- **What you need to do**: Every line from the one with "Phrase: thin dry twig" to the one with "Phrase: gray lichen-covered stone", including those two, is to be copied exactly; all other lines of the entries below are left out.

[Records drawn from a dataset]
★ ★ ★ ★ ★
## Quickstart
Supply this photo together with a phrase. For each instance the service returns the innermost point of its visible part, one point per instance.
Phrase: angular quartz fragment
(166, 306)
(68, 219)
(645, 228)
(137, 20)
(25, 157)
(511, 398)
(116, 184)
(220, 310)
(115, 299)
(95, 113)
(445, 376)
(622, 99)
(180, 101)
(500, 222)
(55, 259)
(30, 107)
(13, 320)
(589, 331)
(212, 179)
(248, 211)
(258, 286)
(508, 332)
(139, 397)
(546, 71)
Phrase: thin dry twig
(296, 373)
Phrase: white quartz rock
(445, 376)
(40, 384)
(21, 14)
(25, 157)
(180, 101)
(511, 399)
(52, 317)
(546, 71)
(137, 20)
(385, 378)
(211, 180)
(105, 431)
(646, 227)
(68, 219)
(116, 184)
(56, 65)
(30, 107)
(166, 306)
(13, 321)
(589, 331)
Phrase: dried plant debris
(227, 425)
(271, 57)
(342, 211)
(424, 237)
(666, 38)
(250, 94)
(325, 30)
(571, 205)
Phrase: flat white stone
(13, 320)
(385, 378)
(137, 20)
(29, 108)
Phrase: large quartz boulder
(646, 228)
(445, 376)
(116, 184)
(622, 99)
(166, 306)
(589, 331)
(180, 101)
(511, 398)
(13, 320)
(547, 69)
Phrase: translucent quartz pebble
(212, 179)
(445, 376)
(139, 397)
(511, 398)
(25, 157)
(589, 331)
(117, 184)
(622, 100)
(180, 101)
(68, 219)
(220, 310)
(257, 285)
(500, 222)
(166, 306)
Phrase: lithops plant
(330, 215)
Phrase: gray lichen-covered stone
★ ★ ★ ★ ★
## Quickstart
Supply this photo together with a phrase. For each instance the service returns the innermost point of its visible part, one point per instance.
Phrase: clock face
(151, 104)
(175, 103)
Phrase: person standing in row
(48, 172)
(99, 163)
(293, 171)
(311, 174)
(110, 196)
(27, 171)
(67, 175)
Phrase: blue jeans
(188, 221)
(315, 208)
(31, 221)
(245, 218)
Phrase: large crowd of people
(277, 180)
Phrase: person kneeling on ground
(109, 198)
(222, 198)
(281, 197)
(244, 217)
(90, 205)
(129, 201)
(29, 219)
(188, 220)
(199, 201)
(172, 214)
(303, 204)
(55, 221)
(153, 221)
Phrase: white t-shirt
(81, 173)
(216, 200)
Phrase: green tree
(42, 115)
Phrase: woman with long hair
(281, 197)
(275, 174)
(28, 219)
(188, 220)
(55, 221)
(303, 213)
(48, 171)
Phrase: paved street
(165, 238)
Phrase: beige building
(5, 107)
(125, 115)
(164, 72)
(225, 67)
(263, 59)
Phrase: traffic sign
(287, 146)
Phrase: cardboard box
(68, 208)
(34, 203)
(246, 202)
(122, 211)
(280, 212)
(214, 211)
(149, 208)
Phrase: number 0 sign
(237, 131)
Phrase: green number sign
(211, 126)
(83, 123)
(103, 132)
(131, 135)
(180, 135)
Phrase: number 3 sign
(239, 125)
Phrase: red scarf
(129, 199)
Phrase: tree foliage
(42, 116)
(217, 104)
★ ★ ★ ★ ★
- **Answer below**:
Phrase: thin dry twig
(296, 373)
Phrase: white quartz rock
(445, 376)
(40, 384)
(21, 14)
(25, 157)
(180, 101)
(511, 399)
(52, 317)
(546, 71)
(137, 20)
(385, 378)
(211, 180)
(105, 431)
(646, 227)
(68, 219)
(116, 184)
(56, 65)
(30, 107)
(166, 306)
(13, 321)
(589, 331)
Phrase: dried plant debris
(227, 425)
(271, 57)
(342, 211)
(424, 237)
(666, 38)
(250, 94)
(325, 30)
(571, 205)
Phrase: flat white stone
(13, 320)
(385, 378)
(137, 20)
(29, 108)
Phrase: large quartz boulder
(646, 228)
(445, 376)
(116, 184)
(622, 99)
(166, 306)
(589, 331)
(180, 101)
(511, 398)
(13, 320)
(547, 69)
Phrase: translucent quartz pebble
(212, 179)
(445, 376)
(139, 397)
(511, 398)
(25, 157)
(589, 331)
(117, 184)
(622, 100)
(180, 101)
(68, 219)
(220, 310)
(257, 285)
(500, 222)
(166, 306)
Phrase: lithops plant
(330, 215)
Phrase: gray lichen-covered stone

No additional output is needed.